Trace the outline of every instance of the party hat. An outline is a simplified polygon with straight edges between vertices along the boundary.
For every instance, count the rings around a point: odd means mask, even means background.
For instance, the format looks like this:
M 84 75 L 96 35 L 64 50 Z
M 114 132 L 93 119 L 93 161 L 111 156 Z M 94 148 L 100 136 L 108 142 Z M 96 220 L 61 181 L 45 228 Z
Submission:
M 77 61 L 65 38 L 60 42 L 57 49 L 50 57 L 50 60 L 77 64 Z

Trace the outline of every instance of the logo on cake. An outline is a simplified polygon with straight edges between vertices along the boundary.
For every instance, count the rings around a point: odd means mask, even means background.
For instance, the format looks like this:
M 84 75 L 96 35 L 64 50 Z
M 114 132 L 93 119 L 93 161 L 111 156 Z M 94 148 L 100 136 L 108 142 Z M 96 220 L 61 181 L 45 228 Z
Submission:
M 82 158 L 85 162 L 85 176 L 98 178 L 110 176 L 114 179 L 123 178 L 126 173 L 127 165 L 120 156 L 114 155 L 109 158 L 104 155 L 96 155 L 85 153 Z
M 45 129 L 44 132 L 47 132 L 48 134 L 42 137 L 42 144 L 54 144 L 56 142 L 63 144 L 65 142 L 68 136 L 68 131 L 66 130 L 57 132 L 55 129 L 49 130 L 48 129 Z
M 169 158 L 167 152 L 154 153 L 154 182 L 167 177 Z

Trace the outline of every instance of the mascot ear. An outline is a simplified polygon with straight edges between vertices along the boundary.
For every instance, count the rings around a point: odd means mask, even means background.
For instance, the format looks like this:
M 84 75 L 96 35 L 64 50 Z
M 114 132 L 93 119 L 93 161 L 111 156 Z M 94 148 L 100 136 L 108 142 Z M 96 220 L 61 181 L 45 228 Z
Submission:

* **Given problem**:
Transcribe everything from the start of the lines above down to the line containing "M 169 158 L", including both ends, and reproduce each line without any change.

* **Solution below**:
Trace the outline of every instance of the party hat. An outline is a simplified polygon with straight edges between vertices along the boundary.
For every instance, count the rings around a point: odd means mask, even means background.
For instance, the format looks like this:
M 84 75 L 96 35 L 64 50 Z
M 114 132 L 93 119 L 93 161 L 111 156 Z M 94 148 L 100 136 L 108 142 Z M 96 220 L 61 181 L 45 228 Z
Submission:
M 77 61 L 65 38 L 60 42 L 57 49 L 50 57 L 50 60 L 77 64 Z

Trace the outline of every instance of the logo on cake. An outline is a simplified polygon with straight edges between vertices along the boundary.
For every instance, count the rings around a point: odd means mask, even means background.
For instance, the format looks like this:
M 84 75 L 96 35 L 64 50 Z
M 114 132 L 93 119 L 93 161 L 111 156 Z M 94 148 L 100 136 L 108 142 Z M 96 220 L 61 181 L 45 228 Z
Submission:
M 82 158 L 85 162 L 85 176 L 98 178 L 110 176 L 114 179 L 123 178 L 126 173 L 127 165 L 120 156 L 114 155 L 109 158 L 104 155 L 96 155 L 85 153 Z
M 45 129 L 44 132 L 47 132 L 48 134 L 42 137 L 42 144 L 54 144 L 56 142 L 63 144 L 65 142 L 68 136 L 68 131 L 66 130 L 57 132 L 55 129 L 49 130 L 48 129 Z
M 169 158 L 167 152 L 154 153 L 154 182 L 167 177 Z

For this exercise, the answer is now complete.